Print all of the entries exactly, minus the pictures.
** START OF Records for the task **
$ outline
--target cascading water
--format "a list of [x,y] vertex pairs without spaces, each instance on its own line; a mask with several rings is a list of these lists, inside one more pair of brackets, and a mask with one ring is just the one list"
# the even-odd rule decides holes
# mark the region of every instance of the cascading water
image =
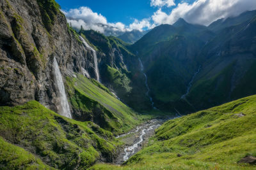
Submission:
[[147,89],[147,91],[146,92],[146,95],[148,97],[149,99],[150,100],[150,103],[151,103],[151,106],[152,106],[152,108],[154,109],[156,109],[156,108],[155,108],[154,106],[154,102],[153,102],[153,99],[151,97],[151,96],[149,95],[149,92],[150,91],[150,89],[149,89],[149,87],[148,85],[148,78],[147,76],[147,74],[143,72],[144,70],[144,66],[143,64],[142,64],[141,60],[140,59],[140,58],[139,58],[139,62],[140,62],[140,70],[141,71],[142,73],[143,74],[144,76],[145,76],[145,84],[146,85],[146,87]]
[[98,61],[97,60],[97,55],[96,55],[96,52],[95,50],[90,46],[87,42],[83,39],[83,37],[79,36],[79,38],[82,41],[83,43],[88,48],[89,48],[90,50],[91,50],[93,53],[93,64],[94,64],[94,70],[95,71],[95,75],[96,75],[96,80],[99,82],[100,82],[100,74],[99,73],[99,67],[98,67]]
[[71,113],[69,108],[68,103],[67,99],[63,81],[62,80],[61,74],[60,73],[59,65],[54,57],[52,63],[52,71],[54,77],[56,85],[56,96],[57,98],[57,109],[59,113],[64,117],[71,118]]
[[[152,120],[150,121],[150,124],[155,124],[157,122],[156,120]],[[135,152],[137,151],[139,145],[144,141],[143,136],[148,133],[150,131],[154,131],[156,129],[159,127],[161,125],[160,124],[156,124],[156,125],[150,125],[148,124],[148,126],[146,126],[144,127],[142,131],[140,132],[140,140],[135,143],[133,145],[125,148],[124,149],[124,155],[123,157],[124,161],[126,161],[129,159],[129,158],[134,155]],[[136,130],[134,131],[135,132],[137,132],[140,129],[141,129],[142,127],[137,127]],[[123,137],[122,136],[122,137]]]
[[187,88],[187,92],[186,92],[185,94],[182,95],[182,96],[181,96],[181,99],[186,99],[186,96],[187,96],[187,95],[188,94],[188,93],[190,91],[190,89],[192,87],[192,83],[193,81],[194,81],[194,80],[195,78],[195,77],[196,76],[196,75],[199,73],[200,71],[201,70],[201,66],[199,66],[198,69],[197,69],[197,71],[194,74],[194,76],[193,76],[191,81],[190,81],[189,83],[188,84],[188,88]]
** END OF Records for the task **
_Answer to the task_.
$ outline
--target cascading water
--format "a list of [x,y] vertex pairs without spaces, each instance on its own line; a mask with several rings is a list of these lists, inside one more pair of brackets, and a mask with one ring is just the one list"
# the even-odd rule decides holes
# mark the region of every instance of the cascading water
image =
Submission:
[[147,89],[147,91],[146,92],[146,95],[148,97],[149,99],[150,100],[150,103],[151,103],[151,106],[152,106],[152,108],[154,109],[156,109],[156,108],[155,108],[154,106],[154,102],[153,102],[153,99],[151,97],[151,96],[149,95],[149,92],[150,91],[150,89],[149,89],[149,87],[148,85],[148,78],[147,76],[147,74],[143,72],[144,70],[144,66],[143,64],[142,64],[141,60],[140,59],[140,58],[139,58],[139,62],[140,62],[140,70],[141,71],[142,73],[143,74],[144,76],[145,76],[145,84],[146,85],[146,87]]
[[98,61],[97,60],[97,55],[96,55],[96,52],[95,50],[90,46],[87,42],[83,39],[83,37],[79,36],[79,38],[82,41],[83,43],[88,48],[89,48],[90,50],[91,50],[93,53],[93,64],[94,64],[94,70],[95,71],[95,75],[96,75],[96,80],[99,82],[100,82],[100,74],[99,73],[99,67],[98,67]]
[[71,113],[69,108],[68,103],[67,99],[63,81],[62,80],[61,74],[60,73],[59,65],[54,57],[52,63],[52,71],[54,77],[56,85],[56,96],[57,98],[57,109],[59,113],[64,117],[71,118]]
[[[152,120],[150,121],[150,124],[155,124],[157,122],[156,120]],[[135,152],[137,151],[139,145],[144,141],[143,136],[148,133],[150,131],[154,131],[156,129],[159,127],[161,125],[160,124],[156,124],[156,125],[150,125],[148,124],[148,126],[146,126],[144,127],[142,131],[140,132],[140,140],[135,143],[133,145],[125,148],[124,149],[124,155],[123,157],[124,161],[126,161],[129,159],[129,158],[134,155]],[[136,130],[134,131],[135,132],[137,132],[140,129],[141,129],[142,127],[137,127]],[[123,137],[122,136],[122,137]]]
[[187,88],[187,92],[186,92],[185,94],[182,95],[182,96],[181,96],[181,99],[186,99],[186,96],[187,96],[187,95],[188,94],[188,93],[190,91],[190,89],[192,87],[192,83],[193,81],[194,81],[194,80],[195,78],[195,77],[196,76],[196,75],[199,73],[200,71],[201,70],[201,66],[199,66],[198,69],[197,69],[197,71],[194,74],[194,76],[193,76],[191,81],[190,81],[189,83],[188,84],[188,88]]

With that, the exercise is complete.